* Texte fourni:
•••
Article : Colloque "Des victimes de l’esclavage aux noms de la liberté" (3 février 2022)

Le 27 avril 2018, à l’occasion de la cérémonie célébrant le 170e anniversaire de la signature par le gouvernement provisoire de 1848 du décret d’abolition de l’esclavage dans les colonies françaises, le Président de la République écrit : « Je souhaite aussi que la République se souvienne des esclaves eux-mêmes […]. Pour que jamais ne s’efface leur souffrance, je soutiens le projet d’ériger à Paris, dans le jardin des Tuileries, un mémorial national qui rende hommage à ces victimes, comme le demandent légitimement plusieurs acteurs de cette mémoire ».

Le 10 mai 2018, le Premier ministre Édouard Philippe précise la nature de la proposition en déclarant : « dès lors, graver dans la pierre la dignité de la personne humaine sera l’objectif du Mémorial qui recensera les quelque 200 000 noms donnés aux esclaves des colonies françaises en 1848 et dans les années qui ont suivi ».

Désignés par un simple prénom ou un surnom, ils obtiennent un état civil complet en se voyant octroyer un nom patronymique. L’opération qui devait durer deux mois s’étendra sur une vingtaine d’années. Ainsi, à partir de 1848, ce sont plus de 200 000 nouveaux libres qui reçoivent un patronyme. Environ 80 000 patronymes différents ont été inventés par des officiers d’état civil, avec un système de noms varié à l’infini : interversion des lettres de mots pris au hasard, anagramme du prénom, noms empruntés à la culture classique, noms de lieux ou de peuples, noms issus de la description morale ou physique ou du métier du nouveau libre, etc. La proportion des noms ridicules ou difficiles à porter est faible (il faut noter que ces patronymes difficiles à porter existent aussi en France).
Ces noms par leur variété représentent une sorte de tout-monde, dès le milieu du XIXe siècle.

L’objectif de ce colloque était de présenter au grand public :

•    l’histoire de la nomination des nouveaux libres dans les sociétés françaises post-esclavagistes,

•    les sources et les acteurs de la saisie des noms des nouveaux libres,

•    la politique mémorielle qui sous-tend la réalisation de ce mémorial,

•    le projet de mémorial national.

Retrouvez les interventions filmées de la journée.

S'y ajoute le discours que Mme Roselyne Bachelot, ministre de la Culture, est venue prononcer au cours du colloque ; il s'est conclu par la signature d'une convention de mise à disposition de l'État, par les associations de la Martinique, de la Guadeloupe, de la Guyane et de la Réunion (voir les représentants ci-dessous), des listes de noms de nouveaux libres qu'elles ont constituées en vue de la réalisation du Mémorial physique.
•••
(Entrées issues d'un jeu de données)
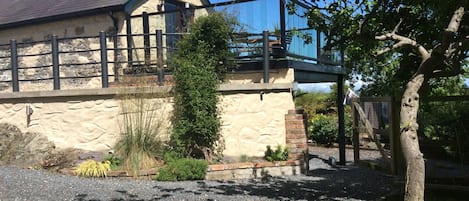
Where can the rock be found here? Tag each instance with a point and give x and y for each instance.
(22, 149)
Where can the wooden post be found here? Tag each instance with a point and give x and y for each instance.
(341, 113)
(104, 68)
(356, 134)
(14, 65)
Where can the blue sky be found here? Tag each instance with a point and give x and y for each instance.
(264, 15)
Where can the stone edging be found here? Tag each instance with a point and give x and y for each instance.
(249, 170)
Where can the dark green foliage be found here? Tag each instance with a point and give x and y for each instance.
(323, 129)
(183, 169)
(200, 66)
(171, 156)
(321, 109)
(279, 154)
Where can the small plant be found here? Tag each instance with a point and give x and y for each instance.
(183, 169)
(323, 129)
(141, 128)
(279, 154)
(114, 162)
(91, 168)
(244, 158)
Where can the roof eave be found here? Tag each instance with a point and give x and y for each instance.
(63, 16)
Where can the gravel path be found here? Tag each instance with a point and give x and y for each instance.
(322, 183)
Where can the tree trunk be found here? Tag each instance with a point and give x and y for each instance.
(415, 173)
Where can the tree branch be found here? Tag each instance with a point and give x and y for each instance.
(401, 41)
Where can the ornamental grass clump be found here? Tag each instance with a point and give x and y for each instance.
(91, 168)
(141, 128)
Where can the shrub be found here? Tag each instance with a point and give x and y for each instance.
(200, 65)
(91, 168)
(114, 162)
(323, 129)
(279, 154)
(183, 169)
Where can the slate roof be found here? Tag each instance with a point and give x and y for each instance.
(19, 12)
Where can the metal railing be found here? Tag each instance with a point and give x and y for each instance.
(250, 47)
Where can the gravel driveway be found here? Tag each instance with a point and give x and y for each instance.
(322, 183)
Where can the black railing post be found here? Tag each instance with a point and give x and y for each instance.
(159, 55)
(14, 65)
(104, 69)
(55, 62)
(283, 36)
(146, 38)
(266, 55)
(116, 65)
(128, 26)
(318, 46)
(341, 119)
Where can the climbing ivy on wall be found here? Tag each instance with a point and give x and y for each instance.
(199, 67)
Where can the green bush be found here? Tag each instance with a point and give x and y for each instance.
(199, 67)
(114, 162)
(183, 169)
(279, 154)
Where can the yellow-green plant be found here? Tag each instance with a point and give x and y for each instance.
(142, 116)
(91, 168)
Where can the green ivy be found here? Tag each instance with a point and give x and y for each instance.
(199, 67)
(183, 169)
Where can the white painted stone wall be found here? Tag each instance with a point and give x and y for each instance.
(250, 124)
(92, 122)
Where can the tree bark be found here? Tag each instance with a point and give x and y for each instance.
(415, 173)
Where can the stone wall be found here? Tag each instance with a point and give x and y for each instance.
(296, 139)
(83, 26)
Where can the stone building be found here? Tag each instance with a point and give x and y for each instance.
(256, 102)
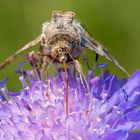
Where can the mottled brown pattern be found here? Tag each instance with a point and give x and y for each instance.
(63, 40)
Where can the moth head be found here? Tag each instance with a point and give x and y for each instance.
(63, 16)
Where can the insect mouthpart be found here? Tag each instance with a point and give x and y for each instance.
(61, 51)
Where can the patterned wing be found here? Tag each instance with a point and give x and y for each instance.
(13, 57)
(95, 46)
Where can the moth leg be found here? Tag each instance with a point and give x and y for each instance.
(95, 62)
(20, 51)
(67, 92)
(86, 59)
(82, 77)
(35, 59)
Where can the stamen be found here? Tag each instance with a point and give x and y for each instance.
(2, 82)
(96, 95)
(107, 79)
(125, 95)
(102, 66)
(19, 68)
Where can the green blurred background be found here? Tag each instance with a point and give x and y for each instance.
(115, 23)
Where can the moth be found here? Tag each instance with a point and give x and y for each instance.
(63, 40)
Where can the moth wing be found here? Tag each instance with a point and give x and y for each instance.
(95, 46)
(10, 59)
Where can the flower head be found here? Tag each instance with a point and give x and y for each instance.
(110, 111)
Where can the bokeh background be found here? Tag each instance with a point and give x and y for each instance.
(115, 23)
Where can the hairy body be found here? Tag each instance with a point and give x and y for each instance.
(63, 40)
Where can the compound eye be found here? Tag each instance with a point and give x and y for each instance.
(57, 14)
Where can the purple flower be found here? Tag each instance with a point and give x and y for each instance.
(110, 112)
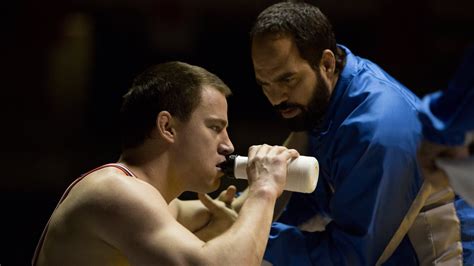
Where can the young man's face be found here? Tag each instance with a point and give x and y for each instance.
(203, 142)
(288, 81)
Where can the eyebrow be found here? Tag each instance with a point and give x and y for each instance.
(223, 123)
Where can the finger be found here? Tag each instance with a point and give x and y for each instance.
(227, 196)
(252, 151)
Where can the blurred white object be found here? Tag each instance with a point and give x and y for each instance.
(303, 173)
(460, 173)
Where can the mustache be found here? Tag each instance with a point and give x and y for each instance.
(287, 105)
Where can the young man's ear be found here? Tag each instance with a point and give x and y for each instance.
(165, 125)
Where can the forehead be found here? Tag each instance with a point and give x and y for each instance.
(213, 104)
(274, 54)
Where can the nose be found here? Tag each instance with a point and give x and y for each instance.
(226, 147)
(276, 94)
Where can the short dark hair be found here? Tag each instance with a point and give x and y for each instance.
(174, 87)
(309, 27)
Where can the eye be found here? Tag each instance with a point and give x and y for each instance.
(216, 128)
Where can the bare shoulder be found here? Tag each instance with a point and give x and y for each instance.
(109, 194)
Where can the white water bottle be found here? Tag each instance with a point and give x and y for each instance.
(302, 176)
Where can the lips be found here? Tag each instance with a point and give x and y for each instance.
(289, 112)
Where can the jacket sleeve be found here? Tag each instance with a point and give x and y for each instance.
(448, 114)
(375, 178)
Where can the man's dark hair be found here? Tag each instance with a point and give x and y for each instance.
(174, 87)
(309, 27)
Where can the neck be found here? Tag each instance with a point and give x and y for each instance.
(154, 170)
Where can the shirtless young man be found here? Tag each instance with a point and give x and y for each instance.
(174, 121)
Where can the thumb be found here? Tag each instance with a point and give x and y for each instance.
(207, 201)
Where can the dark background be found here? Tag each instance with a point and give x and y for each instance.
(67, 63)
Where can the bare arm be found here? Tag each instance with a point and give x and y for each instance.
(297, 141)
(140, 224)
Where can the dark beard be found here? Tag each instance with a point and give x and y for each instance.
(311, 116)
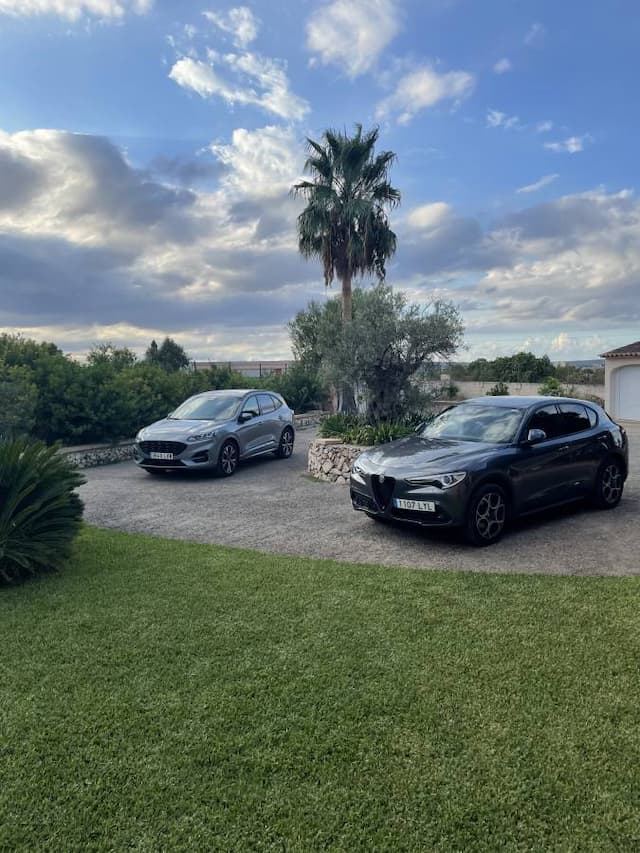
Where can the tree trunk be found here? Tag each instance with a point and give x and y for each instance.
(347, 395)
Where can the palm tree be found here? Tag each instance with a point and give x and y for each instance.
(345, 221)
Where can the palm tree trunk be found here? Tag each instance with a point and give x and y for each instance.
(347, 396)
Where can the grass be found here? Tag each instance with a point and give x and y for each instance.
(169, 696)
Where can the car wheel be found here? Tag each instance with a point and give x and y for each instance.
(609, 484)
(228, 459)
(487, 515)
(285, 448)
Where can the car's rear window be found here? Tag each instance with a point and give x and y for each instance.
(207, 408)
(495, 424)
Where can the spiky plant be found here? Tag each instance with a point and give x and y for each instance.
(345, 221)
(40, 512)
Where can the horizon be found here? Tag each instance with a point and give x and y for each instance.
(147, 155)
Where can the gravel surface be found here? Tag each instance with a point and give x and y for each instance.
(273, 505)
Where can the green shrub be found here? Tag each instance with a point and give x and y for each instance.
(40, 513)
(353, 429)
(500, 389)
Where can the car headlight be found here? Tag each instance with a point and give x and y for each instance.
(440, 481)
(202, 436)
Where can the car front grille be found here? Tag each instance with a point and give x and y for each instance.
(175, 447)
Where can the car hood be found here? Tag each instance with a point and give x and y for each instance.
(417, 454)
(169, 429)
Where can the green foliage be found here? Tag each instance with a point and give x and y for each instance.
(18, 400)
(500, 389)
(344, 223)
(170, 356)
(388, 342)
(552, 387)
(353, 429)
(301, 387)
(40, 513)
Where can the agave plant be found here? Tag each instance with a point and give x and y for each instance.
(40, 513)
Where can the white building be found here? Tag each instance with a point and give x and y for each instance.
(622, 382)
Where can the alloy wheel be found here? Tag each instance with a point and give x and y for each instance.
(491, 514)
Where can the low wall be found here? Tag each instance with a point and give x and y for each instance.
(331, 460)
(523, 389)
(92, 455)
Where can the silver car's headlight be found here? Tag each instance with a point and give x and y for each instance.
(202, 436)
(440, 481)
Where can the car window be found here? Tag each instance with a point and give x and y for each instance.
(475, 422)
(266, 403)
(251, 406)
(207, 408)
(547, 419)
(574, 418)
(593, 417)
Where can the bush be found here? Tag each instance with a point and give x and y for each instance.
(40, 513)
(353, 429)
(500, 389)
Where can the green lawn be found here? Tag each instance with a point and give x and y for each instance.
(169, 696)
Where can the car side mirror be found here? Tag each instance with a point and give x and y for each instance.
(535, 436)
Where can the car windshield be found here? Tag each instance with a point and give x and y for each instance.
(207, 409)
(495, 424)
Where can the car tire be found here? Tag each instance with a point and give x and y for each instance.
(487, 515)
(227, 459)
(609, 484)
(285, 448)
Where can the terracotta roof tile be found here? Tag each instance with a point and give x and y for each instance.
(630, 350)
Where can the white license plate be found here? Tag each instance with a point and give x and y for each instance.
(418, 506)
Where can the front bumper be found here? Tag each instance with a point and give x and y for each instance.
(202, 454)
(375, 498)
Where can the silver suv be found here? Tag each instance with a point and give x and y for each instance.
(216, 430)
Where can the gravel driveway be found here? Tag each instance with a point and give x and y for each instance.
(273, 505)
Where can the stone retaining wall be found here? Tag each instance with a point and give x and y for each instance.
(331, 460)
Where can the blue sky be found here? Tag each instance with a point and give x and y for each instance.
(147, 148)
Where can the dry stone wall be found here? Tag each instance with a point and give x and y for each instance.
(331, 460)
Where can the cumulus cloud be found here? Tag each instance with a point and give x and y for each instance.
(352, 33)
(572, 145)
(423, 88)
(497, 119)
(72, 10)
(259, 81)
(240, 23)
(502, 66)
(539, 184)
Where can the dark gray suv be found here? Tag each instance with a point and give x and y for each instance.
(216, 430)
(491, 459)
•••
Transcrivez à l'identique le passage de l'article sur le colloque situé entre « Désignés par un » et « du XIXe siècle. », ces deux segments compris.

Désignés par un simple prénom ou un surnom, ils obtiennent un état civil complet en se voyant octroyer un nom patronymique. L’opération qui devait durer deux mois s’étendra sur une vingtaine d’années. Ainsi, à partir de 1848, ce sont plus de 200 000 nouveaux libres qui reçoivent un patronyme. Environ 80 000 patronymes différents ont été inventés par des officiers d’état civil, avec un système de noms varié à l’infini : interversion des lettres de mots pris au hasard, anagramme du prénom, noms empruntés à la culture classique, noms de lieux ou de peuples, noms issus de la description morale ou physique ou du métier du nouveau libre, etc. La proportion des noms ridicules ou difficiles à porter est faible (il faut noter que ces patronymes difficiles à porter existent aussi en France).
Ces noms par leur variété représentent une sorte de tout-monde, dès le milieu du XIXe siècle.